**EXERCISE DESCRIPTION**
At the line with "Bet you can't find car windshield", start repeating the data, and continue line by line through the final line, exactly.

**DATA LISTING**
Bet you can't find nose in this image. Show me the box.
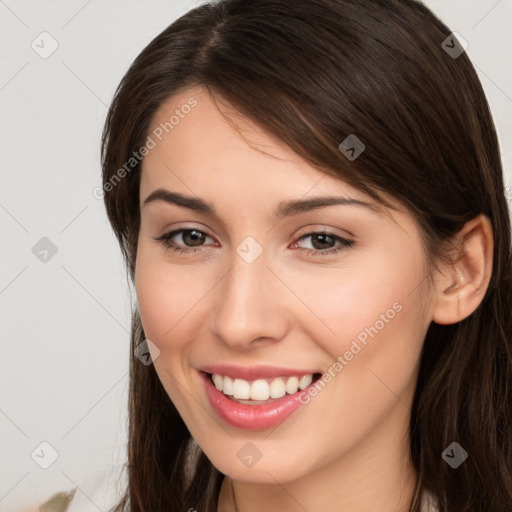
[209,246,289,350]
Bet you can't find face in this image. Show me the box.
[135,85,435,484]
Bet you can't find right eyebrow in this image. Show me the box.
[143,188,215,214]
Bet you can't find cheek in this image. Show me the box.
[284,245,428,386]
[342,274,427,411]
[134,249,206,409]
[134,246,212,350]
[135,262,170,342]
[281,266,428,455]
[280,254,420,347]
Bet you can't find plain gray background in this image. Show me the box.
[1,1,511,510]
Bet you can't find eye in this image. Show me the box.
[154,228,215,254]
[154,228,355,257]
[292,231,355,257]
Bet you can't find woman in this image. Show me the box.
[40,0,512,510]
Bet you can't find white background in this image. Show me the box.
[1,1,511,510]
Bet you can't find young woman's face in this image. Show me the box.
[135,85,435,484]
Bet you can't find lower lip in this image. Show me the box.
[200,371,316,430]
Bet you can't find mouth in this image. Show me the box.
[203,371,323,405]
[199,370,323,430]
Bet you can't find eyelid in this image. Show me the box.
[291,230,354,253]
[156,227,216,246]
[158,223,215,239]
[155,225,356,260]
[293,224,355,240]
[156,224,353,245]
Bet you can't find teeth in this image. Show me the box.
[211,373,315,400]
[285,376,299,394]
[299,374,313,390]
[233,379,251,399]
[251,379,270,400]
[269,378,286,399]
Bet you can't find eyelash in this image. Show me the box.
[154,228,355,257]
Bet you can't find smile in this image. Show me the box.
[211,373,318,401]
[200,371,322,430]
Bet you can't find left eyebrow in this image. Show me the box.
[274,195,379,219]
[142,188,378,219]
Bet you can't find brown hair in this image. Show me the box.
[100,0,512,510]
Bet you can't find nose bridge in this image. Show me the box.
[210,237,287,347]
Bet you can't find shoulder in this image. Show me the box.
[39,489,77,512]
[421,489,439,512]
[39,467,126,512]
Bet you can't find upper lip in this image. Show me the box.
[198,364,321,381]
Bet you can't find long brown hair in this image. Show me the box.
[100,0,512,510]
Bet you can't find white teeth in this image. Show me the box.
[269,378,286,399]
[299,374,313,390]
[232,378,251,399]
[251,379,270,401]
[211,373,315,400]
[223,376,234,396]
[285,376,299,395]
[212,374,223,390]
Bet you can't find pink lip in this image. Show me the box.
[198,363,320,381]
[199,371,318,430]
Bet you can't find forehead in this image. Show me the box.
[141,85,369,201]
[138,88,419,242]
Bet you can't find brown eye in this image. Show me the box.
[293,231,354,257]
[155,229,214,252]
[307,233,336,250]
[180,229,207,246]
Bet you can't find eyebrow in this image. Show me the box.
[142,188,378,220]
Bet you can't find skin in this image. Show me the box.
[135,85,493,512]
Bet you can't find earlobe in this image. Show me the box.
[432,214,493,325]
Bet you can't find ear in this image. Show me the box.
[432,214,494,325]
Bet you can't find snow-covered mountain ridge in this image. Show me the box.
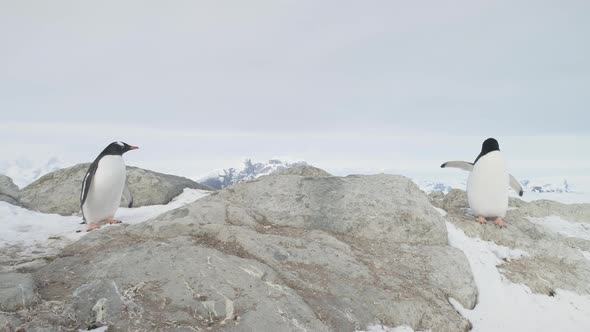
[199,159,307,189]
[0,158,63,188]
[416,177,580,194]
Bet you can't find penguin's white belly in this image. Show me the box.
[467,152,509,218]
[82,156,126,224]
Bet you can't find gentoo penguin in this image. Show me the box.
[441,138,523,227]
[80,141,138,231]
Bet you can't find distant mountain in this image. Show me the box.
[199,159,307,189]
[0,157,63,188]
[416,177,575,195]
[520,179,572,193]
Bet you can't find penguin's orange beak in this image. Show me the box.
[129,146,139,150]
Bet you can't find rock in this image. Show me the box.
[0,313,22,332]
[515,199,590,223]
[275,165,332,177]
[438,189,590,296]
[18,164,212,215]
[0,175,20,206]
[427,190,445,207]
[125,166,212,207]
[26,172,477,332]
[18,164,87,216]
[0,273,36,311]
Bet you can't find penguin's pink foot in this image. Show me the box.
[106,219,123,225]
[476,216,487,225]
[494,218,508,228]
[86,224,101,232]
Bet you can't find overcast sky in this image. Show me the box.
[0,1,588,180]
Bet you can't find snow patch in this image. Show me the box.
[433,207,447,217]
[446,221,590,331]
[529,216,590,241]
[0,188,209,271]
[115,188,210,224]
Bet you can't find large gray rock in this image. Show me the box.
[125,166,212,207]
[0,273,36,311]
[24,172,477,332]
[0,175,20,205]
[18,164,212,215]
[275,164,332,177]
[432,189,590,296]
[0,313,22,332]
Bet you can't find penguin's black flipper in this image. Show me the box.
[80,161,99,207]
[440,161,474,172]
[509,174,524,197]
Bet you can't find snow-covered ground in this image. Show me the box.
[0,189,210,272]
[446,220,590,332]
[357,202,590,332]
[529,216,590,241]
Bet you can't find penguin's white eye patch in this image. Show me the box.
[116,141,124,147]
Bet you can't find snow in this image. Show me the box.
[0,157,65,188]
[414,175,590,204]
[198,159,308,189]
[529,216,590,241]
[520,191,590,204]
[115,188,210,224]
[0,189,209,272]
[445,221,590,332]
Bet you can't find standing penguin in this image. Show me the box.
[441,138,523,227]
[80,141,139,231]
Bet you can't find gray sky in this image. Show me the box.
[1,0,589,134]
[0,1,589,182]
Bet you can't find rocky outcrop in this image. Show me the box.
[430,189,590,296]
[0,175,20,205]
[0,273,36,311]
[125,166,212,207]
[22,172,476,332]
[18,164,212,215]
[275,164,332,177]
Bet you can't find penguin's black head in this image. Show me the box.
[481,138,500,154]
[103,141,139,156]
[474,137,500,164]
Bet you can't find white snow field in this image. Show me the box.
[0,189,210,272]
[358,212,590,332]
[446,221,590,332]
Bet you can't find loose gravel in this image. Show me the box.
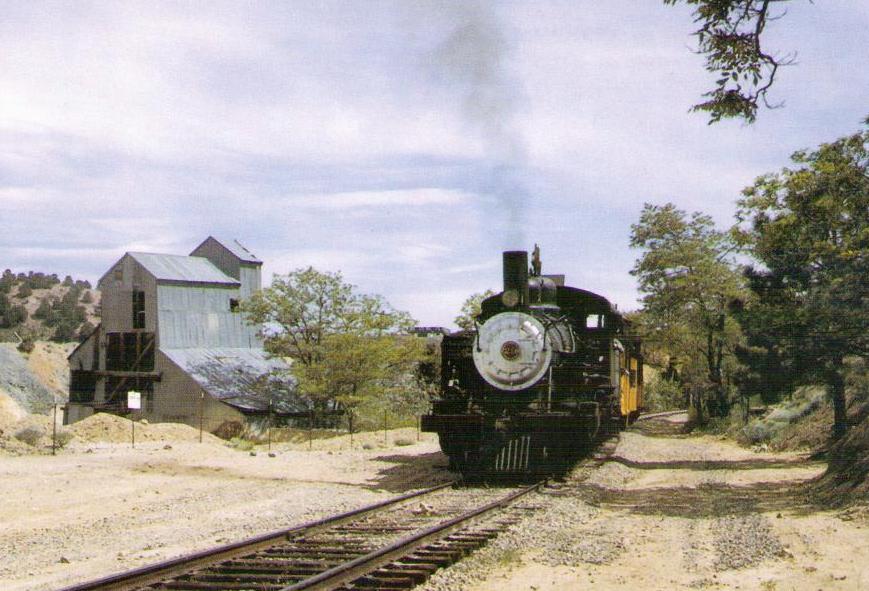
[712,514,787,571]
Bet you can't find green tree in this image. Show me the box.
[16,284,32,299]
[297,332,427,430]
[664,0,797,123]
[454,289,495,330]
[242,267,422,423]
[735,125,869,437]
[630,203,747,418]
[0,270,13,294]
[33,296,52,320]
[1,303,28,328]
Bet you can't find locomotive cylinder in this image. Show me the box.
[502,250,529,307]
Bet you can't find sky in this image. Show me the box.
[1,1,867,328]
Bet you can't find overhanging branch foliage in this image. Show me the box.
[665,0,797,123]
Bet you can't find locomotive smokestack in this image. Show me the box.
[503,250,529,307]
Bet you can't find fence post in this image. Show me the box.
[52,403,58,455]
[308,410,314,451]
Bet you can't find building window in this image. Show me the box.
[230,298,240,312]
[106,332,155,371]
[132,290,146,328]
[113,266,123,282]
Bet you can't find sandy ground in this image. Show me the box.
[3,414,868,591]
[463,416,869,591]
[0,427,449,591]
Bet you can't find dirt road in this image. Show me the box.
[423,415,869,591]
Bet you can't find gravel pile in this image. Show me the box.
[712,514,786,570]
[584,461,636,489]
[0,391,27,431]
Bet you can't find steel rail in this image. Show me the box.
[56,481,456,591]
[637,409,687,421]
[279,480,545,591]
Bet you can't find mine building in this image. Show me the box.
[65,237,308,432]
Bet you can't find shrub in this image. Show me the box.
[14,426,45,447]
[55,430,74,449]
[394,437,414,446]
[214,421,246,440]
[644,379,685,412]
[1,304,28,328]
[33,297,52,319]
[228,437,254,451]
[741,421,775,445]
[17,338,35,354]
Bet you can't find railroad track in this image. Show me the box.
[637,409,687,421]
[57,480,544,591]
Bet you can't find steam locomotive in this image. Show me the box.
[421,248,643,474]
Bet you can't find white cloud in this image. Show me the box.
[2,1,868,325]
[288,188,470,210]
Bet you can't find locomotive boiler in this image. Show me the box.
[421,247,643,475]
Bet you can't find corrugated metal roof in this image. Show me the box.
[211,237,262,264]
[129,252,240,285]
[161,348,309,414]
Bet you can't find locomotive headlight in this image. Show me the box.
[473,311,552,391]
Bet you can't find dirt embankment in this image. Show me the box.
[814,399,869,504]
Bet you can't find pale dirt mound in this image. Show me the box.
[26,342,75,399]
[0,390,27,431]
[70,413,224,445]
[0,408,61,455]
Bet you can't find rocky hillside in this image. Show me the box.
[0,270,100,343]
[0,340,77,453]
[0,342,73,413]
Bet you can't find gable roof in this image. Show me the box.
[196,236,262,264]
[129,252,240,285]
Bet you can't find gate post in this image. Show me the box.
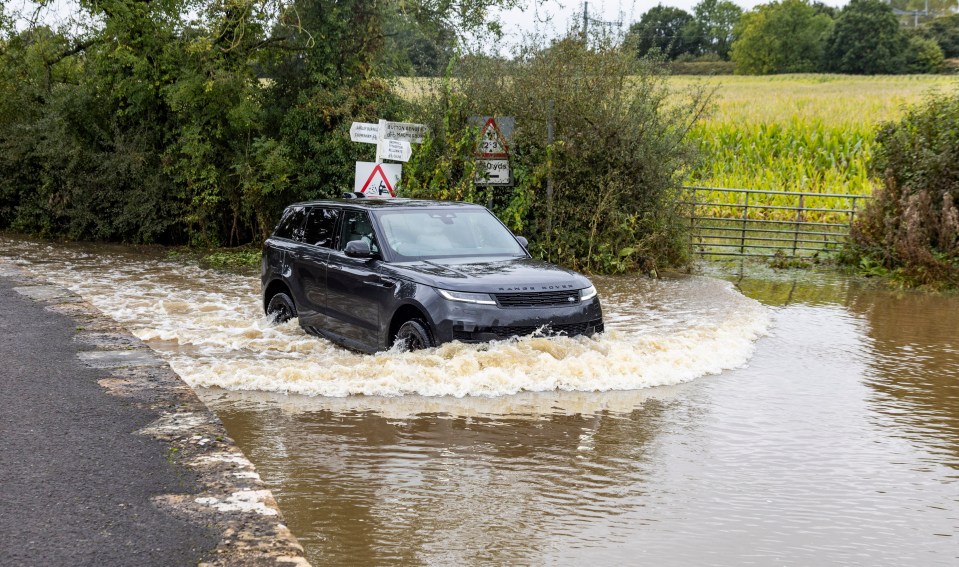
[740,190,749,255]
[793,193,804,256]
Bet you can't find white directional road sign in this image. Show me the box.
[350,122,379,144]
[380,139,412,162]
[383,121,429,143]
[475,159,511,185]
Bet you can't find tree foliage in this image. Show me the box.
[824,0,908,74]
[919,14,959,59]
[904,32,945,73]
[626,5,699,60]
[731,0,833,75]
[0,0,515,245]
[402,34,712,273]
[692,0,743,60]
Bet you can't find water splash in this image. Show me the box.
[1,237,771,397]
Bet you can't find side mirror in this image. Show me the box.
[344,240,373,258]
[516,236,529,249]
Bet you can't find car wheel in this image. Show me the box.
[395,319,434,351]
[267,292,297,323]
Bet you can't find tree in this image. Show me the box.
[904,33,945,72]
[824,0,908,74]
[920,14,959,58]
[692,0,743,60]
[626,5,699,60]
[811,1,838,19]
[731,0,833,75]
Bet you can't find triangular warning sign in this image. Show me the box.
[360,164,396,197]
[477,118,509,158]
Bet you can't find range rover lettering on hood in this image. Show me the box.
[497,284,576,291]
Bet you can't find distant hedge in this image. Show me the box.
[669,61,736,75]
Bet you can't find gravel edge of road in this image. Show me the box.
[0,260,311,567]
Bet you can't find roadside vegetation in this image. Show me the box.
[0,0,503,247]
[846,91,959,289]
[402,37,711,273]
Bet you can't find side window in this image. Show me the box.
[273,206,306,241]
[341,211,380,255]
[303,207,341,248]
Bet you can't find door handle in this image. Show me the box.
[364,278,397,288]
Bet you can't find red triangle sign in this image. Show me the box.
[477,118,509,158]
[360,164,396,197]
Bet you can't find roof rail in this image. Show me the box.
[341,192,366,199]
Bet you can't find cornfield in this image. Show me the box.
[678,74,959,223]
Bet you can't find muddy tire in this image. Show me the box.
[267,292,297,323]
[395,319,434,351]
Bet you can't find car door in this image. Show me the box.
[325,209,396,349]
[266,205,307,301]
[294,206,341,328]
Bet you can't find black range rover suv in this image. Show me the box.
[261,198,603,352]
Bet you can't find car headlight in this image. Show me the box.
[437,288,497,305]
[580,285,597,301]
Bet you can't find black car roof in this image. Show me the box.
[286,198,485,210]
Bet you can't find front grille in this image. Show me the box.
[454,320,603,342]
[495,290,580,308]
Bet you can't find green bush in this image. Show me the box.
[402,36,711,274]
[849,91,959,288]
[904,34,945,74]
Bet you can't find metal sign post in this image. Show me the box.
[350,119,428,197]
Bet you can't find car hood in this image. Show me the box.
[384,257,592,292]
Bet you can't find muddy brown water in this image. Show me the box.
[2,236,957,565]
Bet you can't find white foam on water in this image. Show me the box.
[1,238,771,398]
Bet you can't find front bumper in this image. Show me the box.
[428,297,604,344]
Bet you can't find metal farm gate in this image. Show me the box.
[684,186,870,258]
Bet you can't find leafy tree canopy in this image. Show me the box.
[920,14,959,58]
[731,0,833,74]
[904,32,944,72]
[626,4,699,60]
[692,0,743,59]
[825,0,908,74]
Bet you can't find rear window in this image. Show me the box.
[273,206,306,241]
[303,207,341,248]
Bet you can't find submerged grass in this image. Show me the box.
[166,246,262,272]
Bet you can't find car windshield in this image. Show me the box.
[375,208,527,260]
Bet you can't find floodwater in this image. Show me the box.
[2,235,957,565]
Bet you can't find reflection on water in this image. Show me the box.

**ANSWER SECTION**
Bet you can't find car windshield in this image. Show me the box.
[375,208,527,260]
Bet you can't find floodwater in this image. Show me the box.
[2,235,957,565]
Bet you can't find reflection on water in this image. Show me the box.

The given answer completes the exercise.